*EXERCISE*. Exclude the images and repeat all remaining entries exactly.

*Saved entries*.
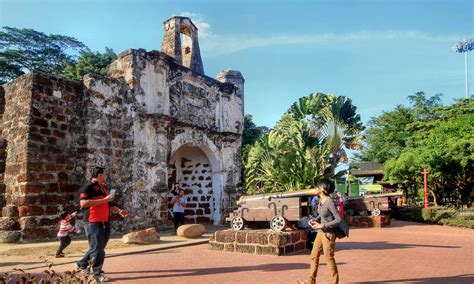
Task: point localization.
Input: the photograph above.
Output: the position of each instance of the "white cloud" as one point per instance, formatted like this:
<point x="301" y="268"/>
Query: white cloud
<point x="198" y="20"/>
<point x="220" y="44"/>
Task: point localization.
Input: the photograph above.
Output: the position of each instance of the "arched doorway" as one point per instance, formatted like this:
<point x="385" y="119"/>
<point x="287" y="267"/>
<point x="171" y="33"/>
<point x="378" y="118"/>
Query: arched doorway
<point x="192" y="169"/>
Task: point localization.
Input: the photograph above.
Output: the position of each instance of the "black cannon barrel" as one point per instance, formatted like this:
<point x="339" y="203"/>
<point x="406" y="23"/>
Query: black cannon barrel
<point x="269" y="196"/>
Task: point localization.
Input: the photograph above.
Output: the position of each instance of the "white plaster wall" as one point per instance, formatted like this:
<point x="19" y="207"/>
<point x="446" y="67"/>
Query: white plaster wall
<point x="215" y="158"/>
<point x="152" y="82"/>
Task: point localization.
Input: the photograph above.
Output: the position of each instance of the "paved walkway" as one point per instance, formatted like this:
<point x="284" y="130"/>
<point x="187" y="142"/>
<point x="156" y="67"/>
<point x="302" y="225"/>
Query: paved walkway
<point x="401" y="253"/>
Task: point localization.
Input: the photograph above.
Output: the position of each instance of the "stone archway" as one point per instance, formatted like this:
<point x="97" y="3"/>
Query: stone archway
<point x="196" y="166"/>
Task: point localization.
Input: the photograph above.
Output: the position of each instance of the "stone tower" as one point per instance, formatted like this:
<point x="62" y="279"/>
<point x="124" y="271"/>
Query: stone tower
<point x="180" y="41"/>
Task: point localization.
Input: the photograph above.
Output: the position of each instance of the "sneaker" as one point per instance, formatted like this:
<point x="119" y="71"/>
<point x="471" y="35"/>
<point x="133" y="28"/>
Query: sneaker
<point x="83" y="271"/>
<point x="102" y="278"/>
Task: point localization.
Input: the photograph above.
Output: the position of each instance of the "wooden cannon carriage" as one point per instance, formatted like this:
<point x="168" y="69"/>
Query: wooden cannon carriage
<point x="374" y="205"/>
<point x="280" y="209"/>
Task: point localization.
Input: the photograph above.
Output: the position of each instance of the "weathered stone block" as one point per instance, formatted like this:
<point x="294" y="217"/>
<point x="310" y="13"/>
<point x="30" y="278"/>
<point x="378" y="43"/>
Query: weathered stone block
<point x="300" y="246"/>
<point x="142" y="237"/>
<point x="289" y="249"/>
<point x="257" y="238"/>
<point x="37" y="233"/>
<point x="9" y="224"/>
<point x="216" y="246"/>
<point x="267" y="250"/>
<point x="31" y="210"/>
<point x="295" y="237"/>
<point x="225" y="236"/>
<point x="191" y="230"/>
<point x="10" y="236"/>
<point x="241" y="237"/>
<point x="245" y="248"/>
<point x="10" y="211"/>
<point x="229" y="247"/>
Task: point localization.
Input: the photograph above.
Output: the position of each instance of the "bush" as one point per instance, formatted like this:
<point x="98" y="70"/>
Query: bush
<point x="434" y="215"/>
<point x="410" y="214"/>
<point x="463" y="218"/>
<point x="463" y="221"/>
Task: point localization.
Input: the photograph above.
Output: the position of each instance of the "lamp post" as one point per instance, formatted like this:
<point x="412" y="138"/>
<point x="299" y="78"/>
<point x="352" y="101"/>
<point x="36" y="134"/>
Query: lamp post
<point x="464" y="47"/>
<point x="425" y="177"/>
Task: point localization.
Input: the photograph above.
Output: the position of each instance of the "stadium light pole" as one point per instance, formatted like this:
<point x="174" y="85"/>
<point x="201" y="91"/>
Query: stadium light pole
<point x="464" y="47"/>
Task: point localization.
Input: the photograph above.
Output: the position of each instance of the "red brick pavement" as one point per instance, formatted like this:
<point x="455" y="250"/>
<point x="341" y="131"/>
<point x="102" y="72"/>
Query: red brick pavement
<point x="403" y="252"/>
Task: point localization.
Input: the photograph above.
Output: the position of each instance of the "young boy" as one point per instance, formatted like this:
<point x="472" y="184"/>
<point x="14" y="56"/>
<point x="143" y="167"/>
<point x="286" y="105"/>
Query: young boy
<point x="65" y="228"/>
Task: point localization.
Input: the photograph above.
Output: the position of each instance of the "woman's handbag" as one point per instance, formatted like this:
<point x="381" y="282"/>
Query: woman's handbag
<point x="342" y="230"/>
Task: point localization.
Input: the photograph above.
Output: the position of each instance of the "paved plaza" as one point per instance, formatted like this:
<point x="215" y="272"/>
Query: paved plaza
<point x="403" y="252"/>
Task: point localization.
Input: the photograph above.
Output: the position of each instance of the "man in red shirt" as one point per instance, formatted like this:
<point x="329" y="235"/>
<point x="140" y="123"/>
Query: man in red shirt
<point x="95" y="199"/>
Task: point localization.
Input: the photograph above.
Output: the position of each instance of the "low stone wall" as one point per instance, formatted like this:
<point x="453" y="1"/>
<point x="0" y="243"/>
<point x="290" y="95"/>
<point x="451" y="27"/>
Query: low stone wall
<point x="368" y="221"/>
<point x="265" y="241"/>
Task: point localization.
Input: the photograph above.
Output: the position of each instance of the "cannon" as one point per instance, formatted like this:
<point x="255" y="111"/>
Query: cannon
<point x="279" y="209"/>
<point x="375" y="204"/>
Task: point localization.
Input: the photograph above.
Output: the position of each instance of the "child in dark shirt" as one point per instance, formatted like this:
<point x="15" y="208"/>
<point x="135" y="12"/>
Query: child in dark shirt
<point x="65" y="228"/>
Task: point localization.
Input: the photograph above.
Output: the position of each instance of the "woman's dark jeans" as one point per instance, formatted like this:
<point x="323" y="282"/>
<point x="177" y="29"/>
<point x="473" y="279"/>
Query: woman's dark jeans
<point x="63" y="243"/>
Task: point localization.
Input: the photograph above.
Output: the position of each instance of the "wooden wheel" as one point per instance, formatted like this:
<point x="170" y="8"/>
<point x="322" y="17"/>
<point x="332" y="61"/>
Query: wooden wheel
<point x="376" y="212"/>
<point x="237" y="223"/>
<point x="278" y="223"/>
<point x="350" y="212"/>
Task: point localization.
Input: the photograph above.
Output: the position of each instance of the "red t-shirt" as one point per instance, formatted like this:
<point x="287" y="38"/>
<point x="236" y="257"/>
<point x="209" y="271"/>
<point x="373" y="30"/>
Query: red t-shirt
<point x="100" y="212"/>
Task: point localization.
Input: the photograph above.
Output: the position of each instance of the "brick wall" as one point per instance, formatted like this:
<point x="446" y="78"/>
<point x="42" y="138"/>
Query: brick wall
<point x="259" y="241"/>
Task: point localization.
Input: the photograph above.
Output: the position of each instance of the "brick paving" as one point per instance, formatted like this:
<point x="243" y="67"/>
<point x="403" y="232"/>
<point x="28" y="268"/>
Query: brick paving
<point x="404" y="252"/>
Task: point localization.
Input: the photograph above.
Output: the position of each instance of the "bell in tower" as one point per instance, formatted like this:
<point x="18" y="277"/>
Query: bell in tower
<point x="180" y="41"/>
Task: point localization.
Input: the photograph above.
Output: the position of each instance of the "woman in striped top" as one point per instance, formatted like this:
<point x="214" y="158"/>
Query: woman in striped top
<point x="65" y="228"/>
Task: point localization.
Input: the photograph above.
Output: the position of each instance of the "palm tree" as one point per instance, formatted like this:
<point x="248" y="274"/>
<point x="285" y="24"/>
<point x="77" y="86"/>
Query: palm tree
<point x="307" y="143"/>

*ANSWER TO THIS TASK*.
Task: point localization.
Input: the photograph above.
Output: the position of each instance of the "white cloud" as one point per instance, formatted like this:
<point x="301" y="268"/>
Query: white cloud
<point x="198" y="20"/>
<point x="220" y="44"/>
Task: point localization.
Input: the photograph above.
Output: the position of each instance of the "arched doorway" as one point per instance, formatted like this:
<point x="385" y="119"/>
<point x="287" y="267"/>
<point x="171" y="33"/>
<point x="378" y="118"/>
Query: arched doorway
<point x="192" y="169"/>
Task: point localization.
Input: the photograph above.
Output: the position of each instance of the "black cannon barrel" as one point per instance, formatted like this:
<point x="339" y="203"/>
<point x="406" y="23"/>
Query: black cannon barrel
<point x="269" y="196"/>
Task: point localization.
Input: the photograph above.
Output: the position of each instance of the "white plaster wall" as one point per instance, formatted like this:
<point x="19" y="207"/>
<point x="446" y="67"/>
Query: white plaster wall
<point x="215" y="158"/>
<point x="152" y="82"/>
Task: point localization.
Input: the photograph above.
Output: the position of each instance of the "paved walkway" as one point per instance, formatted like this:
<point x="284" y="130"/>
<point x="187" y="142"/>
<point x="156" y="67"/>
<point x="302" y="225"/>
Query: paved walkway
<point x="401" y="253"/>
Task: point localization.
Input: the photograph above.
Output: the position of each instance of the "stone archway" as one point per instance, formatted like this:
<point x="97" y="3"/>
Query: stone archway
<point x="196" y="166"/>
Task: point localization.
Input: the photograph above.
Output: the position of each instance of the "stone tower" as one point per instance, formatted like this:
<point x="62" y="279"/>
<point x="124" y="271"/>
Query: stone tower
<point x="180" y="41"/>
Task: point localization.
Input: the photograph above.
Output: the position of each instance of the "sneaker" as one point per instance, formatted like this:
<point x="119" y="71"/>
<point x="471" y="35"/>
<point x="133" y="28"/>
Query: sneaker
<point x="83" y="271"/>
<point x="102" y="278"/>
Task: point localization.
Input: the photograph above.
Output: the position of each instance of the "wooden cannon carriage" as one point per instance, formatted like this:
<point x="168" y="69"/>
Query: wooden cannon carriage
<point x="374" y="205"/>
<point x="280" y="209"/>
Task: point localization.
Input: the photograph above.
Output: the position of each instance of the "weathered stone block" as one point per instance, formatted like this:
<point x="294" y="217"/>
<point x="310" y="13"/>
<point x="30" y="278"/>
<point x="378" y="43"/>
Query: weathered stone block
<point x="300" y="246"/>
<point x="142" y="237"/>
<point x="289" y="249"/>
<point x="257" y="238"/>
<point x="37" y="233"/>
<point x="9" y="224"/>
<point x="216" y="246"/>
<point x="267" y="250"/>
<point x="31" y="210"/>
<point x="295" y="237"/>
<point x="225" y="236"/>
<point x="191" y="230"/>
<point x="10" y="236"/>
<point x="241" y="237"/>
<point x="245" y="248"/>
<point x="10" y="211"/>
<point x="229" y="247"/>
Task: point localization.
Input: the photograph above.
Output: the position of each instance of the "bush" as one point per instance, formatted like this:
<point x="98" y="70"/>
Query: bush
<point x="434" y="215"/>
<point x="410" y="214"/>
<point x="463" y="218"/>
<point x="463" y="221"/>
Task: point localization.
Input: the photograph above.
Output: the position of each instance of the "lamp post" as one point per instance, formatted like this:
<point x="412" y="138"/>
<point x="299" y="78"/>
<point x="352" y="101"/>
<point x="36" y="134"/>
Query: lamp post
<point x="464" y="47"/>
<point x="425" y="177"/>
Task: point localization.
Input: the photograph above.
Output: the position of each instance of the "stadium light pole" as one point per instance, formatted like this:
<point x="174" y="85"/>
<point x="201" y="91"/>
Query: stadium light pole
<point x="464" y="47"/>
Task: point localization.
Input: the photograph above.
Output: the position of each instance of the "red brick pavement" as one point per instance, formatted like this:
<point x="455" y="250"/>
<point x="341" y="131"/>
<point x="102" y="72"/>
Query: red brick pavement
<point x="403" y="252"/>
Task: point localization.
Input: the photograph above.
Output: the position of each instance of the "young boy" as one point per instance, formatted like this:
<point x="472" y="184"/>
<point x="14" y="56"/>
<point x="143" y="167"/>
<point x="286" y="105"/>
Query: young boy
<point x="65" y="228"/>
Task: point localization.
Input: the photograph above.
Output: the position of each instance of the "woman's handbag" as one point per instance, formatted like this:
<point x="381" y="282"/>
Query: woman's handbag
<point x="342" y="230"/>
Task: point localization.
Input: the photograph above.
Output: the position of each instance of the "paved plaza" as one point per instance, formatted like this:
<point x="215" y="272"/>
Query: paved plaza
<point x="403" y="252"/>
Task: point localization.
Input: the photograph above.
Output: the position of each instance of the "man in red shirt" as one point per instance, formatted like this:
<point x="329" y="235"/>
<point x="140" y="123"/>
Query: man in red shirt
<point x="95" y="199"/>
Task: point localization.
Input: the photograph above.
Output: the position of each instance of the "low stone wall" as one point per instance, formatted like this:
<point x="453" y="1"/>
<point x="0" y="243"/>
<point x="290" y="95"/>
<point x="451" y="27"/>
Query: low stone wall
<point x="368" y="221"/>
<point x="265" y="241"/>
Task: point localization.
Input: the photograph above.
Output: the position of each instance of the "cannon" as one point per instance, formatted like this:
<point x="255" y="111"/>
Query: cannon
<point x="279" y="209"/>
<point x="375" y="204"/>
Task: point localization.
Input: the photograph above.
Output: the position of each instance of the "child in dark shirt" as one point per instance, formatted like this:
<point x="15" y="208"/>
<point x="135" y="12"/>
Query: child in dark shirt
<point x="65" y="228"/>
Task: point localization.
Input: the photograph above.
Output: the position of each instance of the "woman's dark jeans" as one point per instance, formatted like this:
<point x="323" y="282"/>
<point x="177" y="29"/>
<point x="473" y="279"/>
Query: woman's dark jeans
<point x="63" y="243"/>
Task: point localization.
Input: the photograph above.
Output: the position of each instance of the "wooden wheel" as one point per instance, formatted like this:
<point x="170" y="8"/>
<point x="322" y="17"/>
<point x="332" y="61"/>
Query: wooden wheel
<point x="376" y="212"/>
<point x="237" y="223"/>
<point x="278" y="223"/>
<point x="350" y="212"/>
Task: point localization.
Input: the photograph above.
Output: the position of each instance of the "red t-shirt" as one point per instance, formatted like this:
<point x="287" y="38"/>
<point x="236" y="257"/>
<point x="209" y="271"/>
<point x="373" y="30"/>
Query: red t-shirt
<point x="100" y="212"/>
Task: point localization.
Input: the photograph above.
Output: the position of each instance of the "brick wall" as one point per instance, formatted like this:
<point x="446" y="78"/>
<point x="42" y="138"/>
Query: brick wall
<point x="259" y="241"/>
Task: point localization.
Input: the photograph above.
Output: the position of each instance of the "brick paving" as one point per instance, formatted like this:
<point x="243" y="67"/>
<point x="403" y="232"/>
<point x="28" y="268"/>
Query: brick paving
<point x="404" y="252"/>
Task: point localization.
Input: the photograph above.
Output: the position of each instance of the "bell in tower" as one point per instance, formatted like this:
<point x="18" y="277"/>
Query: bell in tower
<point x="180" y="41"/>
Task: point localization.
Input: the photograph above.
Output: the position of each instance of the "woman in striped top" as one point per instance, formatted like this:
<point x="214" y="158"/>
Query: woman in striped top
<point x="65" y="228"/>
Task: point localization.
Input: the photograph above.
Output: the position of each instance of the "palm tree" as one point per instance, formatted like this:
<point x="248" y="274"/>
<point x="285" y="24"/>
<point x="77" y="86"/>
Query: palm tree
<point x="307" y="143"/>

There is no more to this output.